▶ **Your goal**:
Which of the lines below contain the word "cabinet", matching case exactly? Show each of those lines in full.
-- Begin Dataset excerpts --
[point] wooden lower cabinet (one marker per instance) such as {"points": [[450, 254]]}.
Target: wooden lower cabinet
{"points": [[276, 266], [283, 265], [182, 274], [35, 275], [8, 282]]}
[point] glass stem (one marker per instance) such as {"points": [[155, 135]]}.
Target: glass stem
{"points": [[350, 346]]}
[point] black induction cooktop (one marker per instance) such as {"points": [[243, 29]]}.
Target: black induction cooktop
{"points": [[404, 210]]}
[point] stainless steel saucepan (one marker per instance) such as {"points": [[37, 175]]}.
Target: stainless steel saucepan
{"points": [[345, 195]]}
-- End Dataset excerpts --
-- Begin Dataset excerpts --
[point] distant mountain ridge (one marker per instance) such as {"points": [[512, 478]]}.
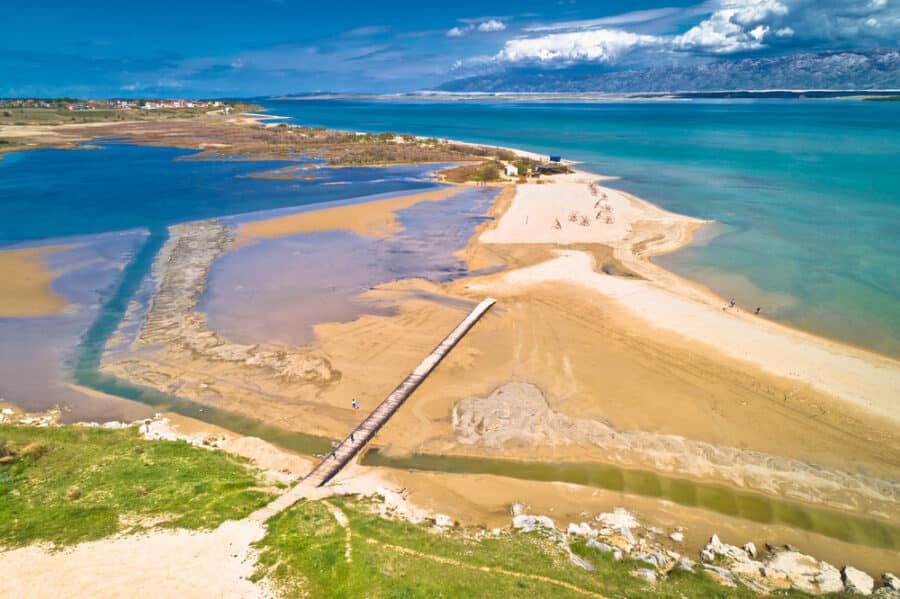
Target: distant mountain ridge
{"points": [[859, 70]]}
-- End Dataset excerpts --
▶ **Output**:
[point] wooden lower cabinet (one marker per instance) such as {"points": [[450, 254]]}.
Target: wooden lower cabinet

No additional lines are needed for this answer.